## STATED EXERCISE
Write out every line of the records below as a JSON list of strings, one string per line, skipping blank lines and leaving out the pictures.

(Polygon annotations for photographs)
━━━━━━━━
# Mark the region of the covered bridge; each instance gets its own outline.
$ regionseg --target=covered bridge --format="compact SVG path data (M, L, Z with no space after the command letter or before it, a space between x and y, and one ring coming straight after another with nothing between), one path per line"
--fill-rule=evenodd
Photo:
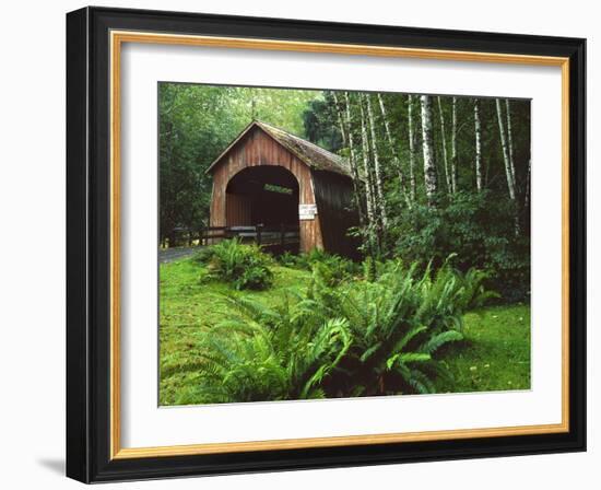
M357 225L347 162L258 120L207 171L213 176L211 226L297 226L299 249L353 256Z

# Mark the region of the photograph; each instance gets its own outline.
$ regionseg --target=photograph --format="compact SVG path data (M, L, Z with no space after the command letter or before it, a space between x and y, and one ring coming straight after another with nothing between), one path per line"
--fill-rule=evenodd
M531 388L531 100L157 103L160 406Z

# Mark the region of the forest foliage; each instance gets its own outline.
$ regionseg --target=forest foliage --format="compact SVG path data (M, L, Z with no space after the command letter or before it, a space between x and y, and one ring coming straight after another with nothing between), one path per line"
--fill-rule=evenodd
M509 301L530 289L530 101L160 84L161 242L208 225L212 161L254 119L350 162L372 264L456 254Z

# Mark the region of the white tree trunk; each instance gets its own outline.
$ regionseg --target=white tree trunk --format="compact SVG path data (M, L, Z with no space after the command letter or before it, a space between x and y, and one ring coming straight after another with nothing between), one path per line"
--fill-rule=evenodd
M514 189L518 191L518 185L516 180L516 165L514 162L514 137L511 131L511 108L509 100L505 100L505 106L507 109L507 145L509 147L509 170L511 171L511 179L514 180Z
M372 97L366 95L367 98L367 119L369 121L369 135L372 139L372 155L374 156L374 170L376 174L376 195L377 195L377 209L380 214L380 221L382 226L388 225L388 218L386 214L386 200L384 197L384 185L381 178L380 159L378 156L378 142L376 139L376 128L374 120L374 110L372 109Z
M451 189L457 192L457 97L452 97L451 113Z
M436 98L438 101L438 115L440 116L440 139L443 142L443 164L445 165L445 183L447 185L447 192L452 192L449 174L449 159L447 156L447 131L445 130L445 115L443 114L443 103L440 102L440 96Z
M482 190L482 124L480 121L480 100L474 98L475 135L475 188Z
M507 176L507 189L509 190L509 198L516 200L516 187L514 184L514 176L511 174L511 163L509 160L509 147L507 143L507 135L505 133L505 124L503 121L503 108L500 106L500 100L496 98L498 132L500 136L500 147L503 150L503 161L505 162L505 175Z
M413 128L413 95L408 95L406 113L409 126L409 188L411 202L415 202L415 131Z
M372 168L369 167L369 142L367 141L367 128L365 126L365 112L363 109L363 101L360 98L358 103L361 109L361 153L363 155L363 171L365 173L365 200L367 202L368 224L373 225L375 222L375 202Z
M339 105L339 100L335 92L332 92L332 95L334 98L338 121L340 125L340 131L342 133L342 141L344 145L349 148L349 164L351 166L351 175L353 176L355 207L357 208L360 223L363 225L365 222L365 217L364 217L363 205L362 205L363 198L362 198L362 189L361 189L361 178L360 178L357 162L355 159L355 147L353 141L353 131L351 127L351 108L350 108L349 93L344 92L344 110Z
M397 147L394 147L394 141L392 140L392 132L390 131L390 124L388 122L388 117L386 115L386 106L384 105L384 98L379 92L378 92L378 103L380 107L381 118L384 120L384 128L386 130L388 144L390 147L390 151L392 152L392 159L394 160L394 167L397 168L397 172L399 174L399 187L408 207L411 207L409 196L406 195L403 170L401 168L401 161L399 159L399 153L397 152Z
M526 191L523 192L523 207L525 207L525 209L527 209L528 206L530 205L530 172L532 172L531 163L532 163L532 161L529 160L528 161L528 173L526 174Z
M432 100L429 95L421 95L422 106L422 150L424 153L424 186L428 206L436 205L438 183L436 162L434 160L434 143L432 138Z

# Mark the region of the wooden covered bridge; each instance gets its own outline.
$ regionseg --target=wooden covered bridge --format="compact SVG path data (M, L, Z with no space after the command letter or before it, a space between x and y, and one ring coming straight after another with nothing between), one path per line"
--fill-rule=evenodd
M354 256L347 230L357 225L347 162L258 120L207 171L213 176L213 229L298 230L300 252Z

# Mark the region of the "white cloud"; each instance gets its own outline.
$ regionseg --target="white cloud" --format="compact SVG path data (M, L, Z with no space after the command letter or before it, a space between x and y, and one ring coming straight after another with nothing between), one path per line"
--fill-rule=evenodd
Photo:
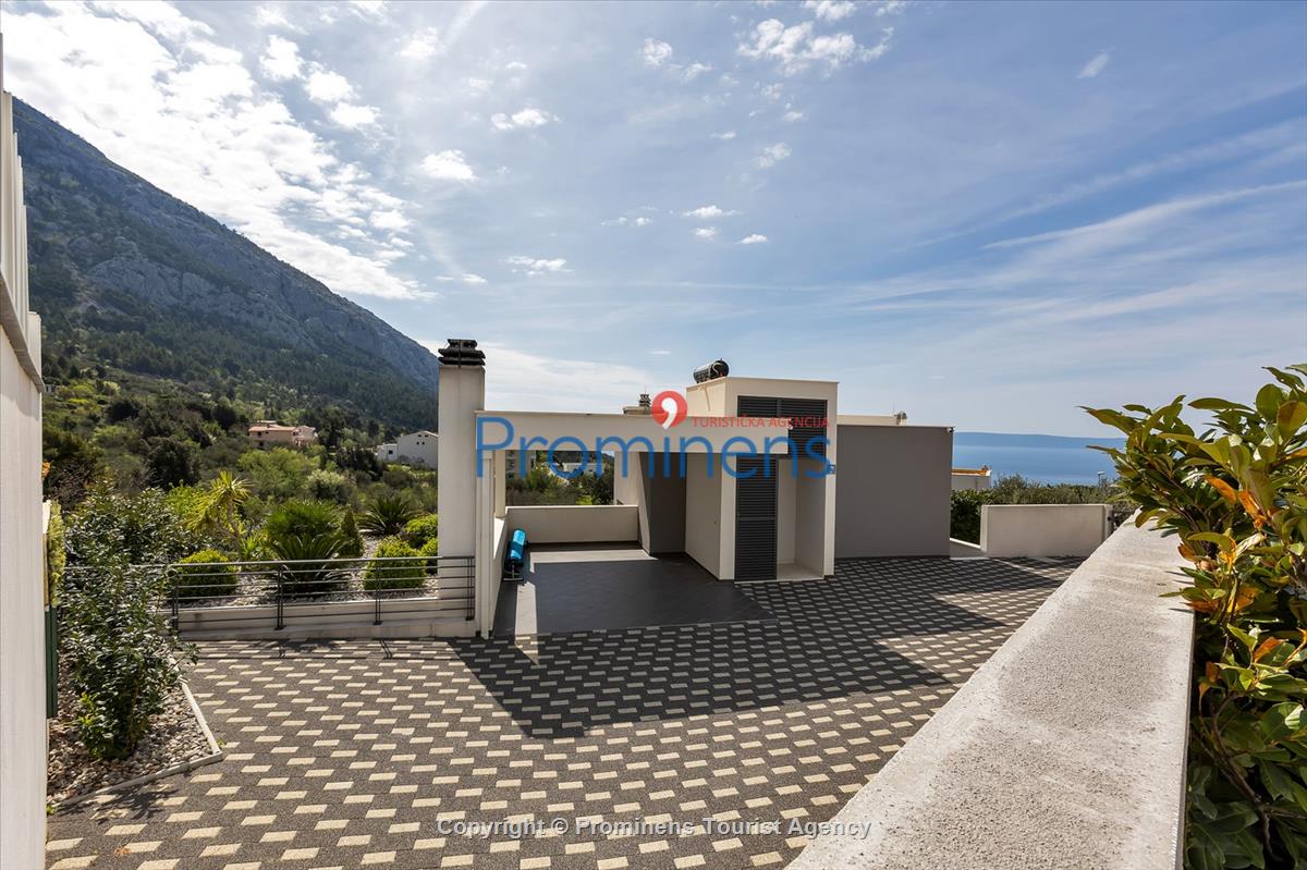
━━━━━━━━
## WORKED SOLUTION
[
  "# Mark the region of the covered bridge; each instance gets its own outline.",
  "$ regionseg --target=covered bridge --format=\"compact SVG path data (M, L, Z with no space after the command letter or before it, a space between x and y, and one ring coming straight after another with nothing between), one path per line\"",
  "--fill-rule=evenodd",
  "Photo:",
  "M357 225L347 162L258 120L207 171L213 176L211 226L297 226L299 249L353 256Z",
  "# Mark the region of the photograph; each instance gets its own outline.",
  "$ regionseg --target=photograph --format=\"compact SVG path data (M, L, Z with no space after the command letter or before it, a space between x and y, and one ring coming straight after another with nothing between), one path per line\"",
  "--fill-rule=evenodd",
  "M531 388L531 100L157 103L160 406Z",
  "# Mark the region of the forest foliage; each instance gets its own outline.",
  "$ regionseg --target=forest foliage --format=\"compact SVG path data (M, L, Z with no space after the command letter or before it, a space between x and y, and one ring coming straight after another with nothing between), one path per line\"",
  "--fill-rule=evenodd",
  "M509 301L530 289L530 101L160 84L161 242L208 225L212 161L254 119L350 162L372 264L456 254Z",
  "# Mark the region of the white tree trunk; each instance gets its own outline.",
  "$ regionseg --target=white tree trunk --format=\"compact SVG path data (M, L, Z with no space after the command letter or before it, a space between x and y, and one ring coming straight after another with nothing between), one path per line\"",
  "--fill-rule=evenodd",
  "M514 189L518 191L518 185L516 180L516 165L514 162L514 137L511 131L511 108L509 100L505 100L505 106L507 109L507 145L509 147L509 170L511 171L511 179L514 180Z",
  "M372 97L366 95L367 98L367 119L369 121L369 135L372 139L372 155L374 156L374 170L376 174L376 195L377 195L377 209L380 214L380 221L382 226L388 225L388 218L386 214L386 200L384 197L384 185L381 178L380 159L378 156L378 142L376 139L376 128L374 120L374 110L372 109Z",
  "M451 189L457 192L457 97L452 97L451 113Z",
  "M436 98L438 101L438 115L440 116L440 139L443 142L443 164L445 165L445 183L447 185L447 192L452 192L449 174L449 159L447 156L447 131L445 130L445 115L443 114L443 103L440 102L440 96Z",
  "M482 190L482 124L480 121L480 100L474 98L475 135L475 188Z",
  "M507 176L507 189L509 190L509 198L516 200L516 187L514 184L514 176L511 174L511 163L509 160L509 147L507 143L507 135L505 133L505 124L503 121L503 108L500 106L500 100L496 98L498 132L500 136L500 147L503 150L503 161L505 162L505 175Z",
  "M413 128L413 95L408 95L406 113L409 126L409 188L411 202L415 202L415 131Z",
  "M372 168L369 167L369 142L367 141L367 128L365 126L365 112L363 109L363 101L360 98L358 103L361 109L361 153L363 155L363 171L365 173L365 200L367 202L368 224L373 225L375 222L375 202Z",
  "M339 105L339 100L335 92L332 92L332 95L334 98L338 121L340 125L340 131L342 133L342 141L344 145L349 148L349 164L351 166L351 175L353 176L355 207L357 208L360 223L363 225L365 222L365 217L364 217L363 205L362 205L363 198L362 198L362 189L361 189L361 178L360 178L357 162L355 159L355 147L353 141L353 131L351 127L351 108L350 108L349 93L344 92L344 110Z",
  "M397 147L394 147L394 141L392 140L392 132L390 131L390 124L388 122L388 117L386 115L386 106L384 105L384 98L379 92L378 92L378 103L380 107L381 118L384 120L384 128L386 130L388 144L390 147L390 151L392 152L392 159L394 160L394 167L397 168L397 172L399 174L399 187L408 207L411 207L409 196L406 195L403 170L401 168L401 161L399 159L399 153L397 152Z",
  "M526 191L523 192L523 207L525 207L525 209L527 209L528 206L530 205L530 172L532 172L531 163L532 163L532 161L529 160L528 161L528 173L526 174Z",
  "M432 100L429 95L421 95L422 106L422 150L424 153L424 186L428 206L436 205L438 183L436 162L434 160L434 143L432 138Z",
  "# Mark the region of the wooden covered bridge; each instance gets its own outline.",
  "$ regionseg --target=wooden covered bridge --format=\"compact SVG path data (M, L, Z with no space after the command letter or before it, a space between x and y, and one ring coming straight after another with nothing between), one path per line\"",
  "--fill-rule=evenodd",
  "M354 256L347 230L357 225L347 162L258 120L207 171L213 176L213 229L298 230L300 252Z",
  "# Mark the region of the \"white cloud\"; each instance gets its own outline.",
  "$ regionseg --target=\"white cloud\" --format=\"compact SVG path data (M, L, Z with no space after the command letter or before it, a space between x and y, and one ring coming straight after another with nothing between), one path per line\"",
  "--fill-rule=evenodd",
  "Photo:"
]